:: Passage shown ::

A simple per_cpu var test is not that bad, and that's also why I put it
where I did. It only gets checked after all the other locations fail. I
doubt this really adds any measurable overhead. Note, most distro's
don't even enable CONFIG_PREEMPT so this isn't even touched by them.
>
> Another idea could be to turn current_thread_info()->preempt_count into a local_t
> var which ensures a single incrementation is performed in a single instruction.
Not all archs support such a thing.
>
> Well, in the hope that every arch can do something like:
>
> inc (mem_addr)
>
> IIRC, I believe arm can't... And the default local_inc is probably not helpful
> in our case...
Some archs (I believe) perform local_inc() slower than i++. In which
case, this solution will more likely slow things down even more than
what I proposed. As the impact will be on every preempt_disable and
enable.
And this would not even help for the place that I actually hit the crash
on. Which was in the scheduler. It wasn't the addition of the
preempt_count that caused my crash, it was just reading it.
if (unlikely(in_atomic_preempt_off() && !prev->exit_state))
__schedule_bug(prev);
The in_atomic_preempt_off() is what blew up on me.
#define in_atomic_preempt_off() \
((preempt_count() & ~PREEMPT_ACTIVE) != PREEMPT_CHECK_OFFSET)
What happened was that the reading of preempt_count was single stepped.
And that had preempt_count set to one more due to the preempt_disable()
in kprobes. Even if preempt_count was a local_t, this bug would have
still triggered, and my system would have crashed anyway. (every
schedule caused a printk to happen).
-- Steve
On Thu, Jun 30, 2011 at 11:51:57AM -0400, Steven Rostedt wrote:
> Kprobes requires preemption to be disabled as it single steps the code
> it replaced with a breakpoint. But because the code that is single
> stepped could be reading the preempt count, the kprobe disabling of the
> preempt count can cause the wrong value to end up as a result. Here's an
> example:
>
> If we add a kprobe on a inc_preempt_count() call:
>
> [ preempt_count = 0 ]
>
> ld preempt_count, %eax <<--- trap
>
> <trap>
> preempt_disable();
> [ preempt_count = 1]
> setup_singlestep();
> <trap return>
>
> [ preempt_count = 1 ]
>
> ld preempt_count, %eax
>
> [ %eax = 1 ]
>
> <trap>
> post_kprobe_handler()
> preempt_enable_no_resched();
> [ preempt_count = 0 ]
> <trap return>
>
> [ %eax = 1 ]
>
> add %eax,1
>
> [ %eax = 2 ]
>
> st %eax, preempt_count
>
> [ preempt_count = 2 ]
>
>
> We just caused preempt count to increment twice when it should have only
> incremented once, and this screws everything else up.

:::

◆ Written exercise ◆
Summarize the thread excerpt in three sentences. The rows that come after the text play no part in this exercise.

:: Provided material ::

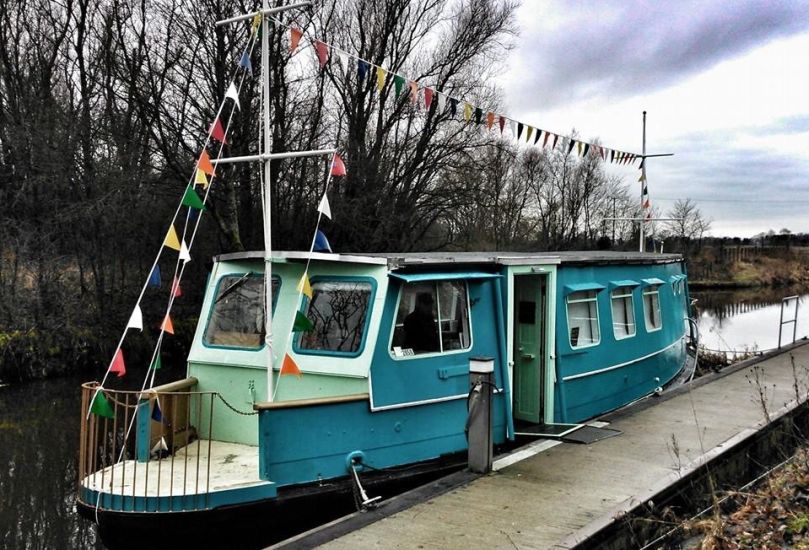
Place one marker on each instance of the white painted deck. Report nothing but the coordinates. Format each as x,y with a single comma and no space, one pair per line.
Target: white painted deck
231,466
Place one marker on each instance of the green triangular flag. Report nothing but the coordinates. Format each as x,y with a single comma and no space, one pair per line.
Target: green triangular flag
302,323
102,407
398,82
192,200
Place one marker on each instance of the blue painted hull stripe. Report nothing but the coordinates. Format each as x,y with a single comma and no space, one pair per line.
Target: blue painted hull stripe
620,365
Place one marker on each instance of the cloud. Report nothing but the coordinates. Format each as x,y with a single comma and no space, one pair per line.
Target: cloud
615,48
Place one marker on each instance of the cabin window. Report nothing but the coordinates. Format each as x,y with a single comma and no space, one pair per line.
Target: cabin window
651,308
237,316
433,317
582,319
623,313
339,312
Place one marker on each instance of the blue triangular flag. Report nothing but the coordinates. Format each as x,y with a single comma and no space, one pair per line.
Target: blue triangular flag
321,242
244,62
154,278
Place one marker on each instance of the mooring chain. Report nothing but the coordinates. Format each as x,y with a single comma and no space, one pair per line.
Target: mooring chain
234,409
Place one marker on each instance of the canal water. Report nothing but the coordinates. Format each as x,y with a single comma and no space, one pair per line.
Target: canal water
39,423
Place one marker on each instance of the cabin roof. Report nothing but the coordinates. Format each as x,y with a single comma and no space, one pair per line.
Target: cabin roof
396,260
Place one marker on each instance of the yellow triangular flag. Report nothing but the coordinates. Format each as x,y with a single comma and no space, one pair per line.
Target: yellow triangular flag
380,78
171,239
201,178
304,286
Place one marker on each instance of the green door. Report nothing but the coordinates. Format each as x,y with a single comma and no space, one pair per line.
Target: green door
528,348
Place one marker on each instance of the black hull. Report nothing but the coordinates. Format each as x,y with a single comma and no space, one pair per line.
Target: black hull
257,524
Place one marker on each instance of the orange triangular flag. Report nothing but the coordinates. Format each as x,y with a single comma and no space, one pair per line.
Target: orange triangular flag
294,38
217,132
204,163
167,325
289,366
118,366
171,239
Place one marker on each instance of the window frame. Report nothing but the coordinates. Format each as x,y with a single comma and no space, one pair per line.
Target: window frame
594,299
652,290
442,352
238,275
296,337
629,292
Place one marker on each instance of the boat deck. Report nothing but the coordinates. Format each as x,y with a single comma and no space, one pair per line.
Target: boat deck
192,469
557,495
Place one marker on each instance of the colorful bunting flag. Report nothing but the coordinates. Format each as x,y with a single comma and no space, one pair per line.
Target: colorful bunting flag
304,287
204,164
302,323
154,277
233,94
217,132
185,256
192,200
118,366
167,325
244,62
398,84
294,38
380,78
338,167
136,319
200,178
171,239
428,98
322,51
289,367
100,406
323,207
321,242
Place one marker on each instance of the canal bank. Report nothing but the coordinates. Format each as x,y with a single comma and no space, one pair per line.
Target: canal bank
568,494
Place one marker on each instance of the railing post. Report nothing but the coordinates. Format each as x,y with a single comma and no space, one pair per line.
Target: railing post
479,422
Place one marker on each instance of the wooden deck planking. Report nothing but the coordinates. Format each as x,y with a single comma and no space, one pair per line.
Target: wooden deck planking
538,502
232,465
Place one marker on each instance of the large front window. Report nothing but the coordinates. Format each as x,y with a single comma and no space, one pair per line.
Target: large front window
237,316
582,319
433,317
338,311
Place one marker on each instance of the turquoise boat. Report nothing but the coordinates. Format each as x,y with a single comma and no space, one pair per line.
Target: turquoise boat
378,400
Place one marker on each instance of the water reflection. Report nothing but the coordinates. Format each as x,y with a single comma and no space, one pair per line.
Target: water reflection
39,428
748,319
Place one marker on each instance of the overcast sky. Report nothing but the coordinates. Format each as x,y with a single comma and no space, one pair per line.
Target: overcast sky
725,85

:::

◆ The response ◆
Because kprobes disables preemption while single-stepping the code it replaced with a breakpoint, stepped code that reads the preempt count can get the wrong value, and the example shows the count incremented twice when it should have been incremented once. Steve says his per_cpu variable test adds little overhead, since it is checked only after all other locations fail. He rejects making preempt_count a local_t, noting that some archs may perform local_inc() slower than i++ and that his crash in the scheduler came from merely reading the count in in_atomic_preempt_off(), which would have failed anyway.